» WORK INSTRUCTIONS:
Rescale the records below, from the line containing "Locate every instance of the orange" through the end of the records, and reproduce those lines with their requests, multiplying each point coordinate in the answers by 2.55 and rounding to whole numbers, halves up. Omit the pictures.

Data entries
---------------
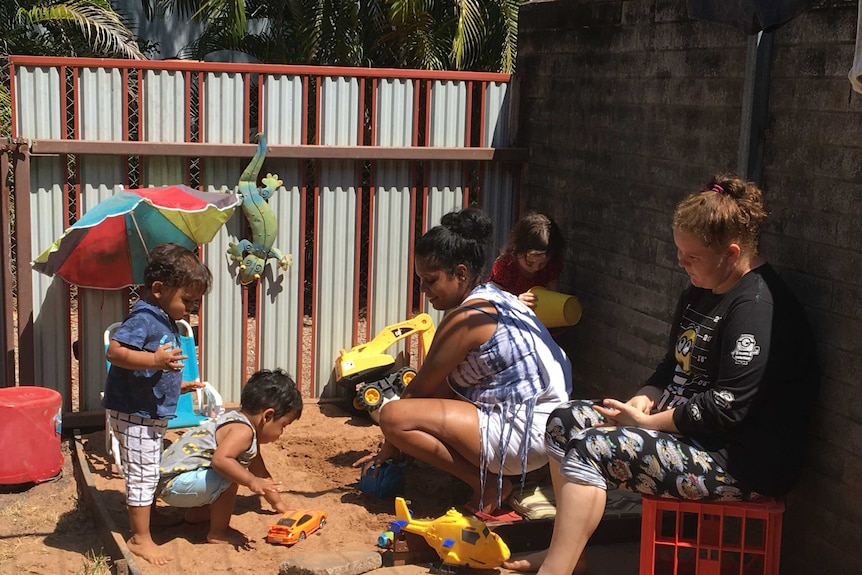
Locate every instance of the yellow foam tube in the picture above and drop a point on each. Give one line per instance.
(555, 309)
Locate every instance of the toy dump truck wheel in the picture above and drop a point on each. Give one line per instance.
(405, 376)
(370, 396)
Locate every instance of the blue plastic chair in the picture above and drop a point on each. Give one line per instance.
(208, 399)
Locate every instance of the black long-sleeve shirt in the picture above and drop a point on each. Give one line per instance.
(742, 373)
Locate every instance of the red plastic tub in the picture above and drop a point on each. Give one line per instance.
(30, 426)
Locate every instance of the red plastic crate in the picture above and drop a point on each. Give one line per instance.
(681, 537)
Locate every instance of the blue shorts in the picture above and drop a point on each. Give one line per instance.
(194, 488)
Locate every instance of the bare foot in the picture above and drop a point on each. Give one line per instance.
(528, 563)
(148, 550)
(164, 520)
(197, 514)
(230, 537)
(531, 563)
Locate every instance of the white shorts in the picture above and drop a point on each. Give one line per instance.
(140, 441)
(536, 457)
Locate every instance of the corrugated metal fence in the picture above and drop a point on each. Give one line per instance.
(370, 159)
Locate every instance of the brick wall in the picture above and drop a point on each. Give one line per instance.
(626, 107)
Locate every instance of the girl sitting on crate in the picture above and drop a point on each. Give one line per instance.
(723, 415)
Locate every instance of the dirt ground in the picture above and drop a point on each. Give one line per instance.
(42, 530)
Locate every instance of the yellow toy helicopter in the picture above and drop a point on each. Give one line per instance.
(369, 371)
(459, 540)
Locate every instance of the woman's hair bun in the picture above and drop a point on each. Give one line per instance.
(469, 223)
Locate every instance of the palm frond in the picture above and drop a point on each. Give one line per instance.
(469, 33)
(101, 26)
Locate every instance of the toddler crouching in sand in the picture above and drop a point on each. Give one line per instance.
(203, 469)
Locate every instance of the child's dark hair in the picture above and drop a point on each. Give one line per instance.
(177, 266)
(461, 238)
(274, 389)
(536, 232)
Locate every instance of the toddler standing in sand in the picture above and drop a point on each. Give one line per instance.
(145, 379)
(203, 469)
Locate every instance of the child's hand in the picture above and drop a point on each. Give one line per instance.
(263, 486)
(188, 386)
(169, 358)
(528, 299)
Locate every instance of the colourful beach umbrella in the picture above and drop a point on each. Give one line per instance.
(107, 248)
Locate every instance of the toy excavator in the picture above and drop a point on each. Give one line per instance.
(459, 540)
(370, 371)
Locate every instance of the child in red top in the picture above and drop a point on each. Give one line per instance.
(533, 256)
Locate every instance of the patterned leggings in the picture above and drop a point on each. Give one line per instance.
(635, 459)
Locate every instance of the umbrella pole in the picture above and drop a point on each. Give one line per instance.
(140, 236)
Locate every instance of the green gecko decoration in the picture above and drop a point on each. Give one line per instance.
(252, 255)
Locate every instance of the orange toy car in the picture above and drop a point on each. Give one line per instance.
(295, 525)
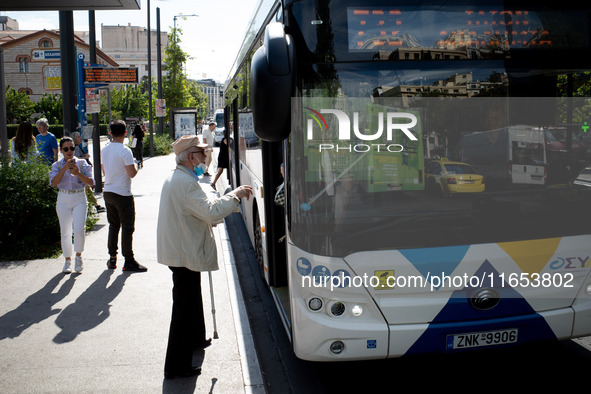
---------------
» RESULT:
Locate every instance of the orange toy car in the picture above and drop a point on each. Give one line per instance.
(752, 1339)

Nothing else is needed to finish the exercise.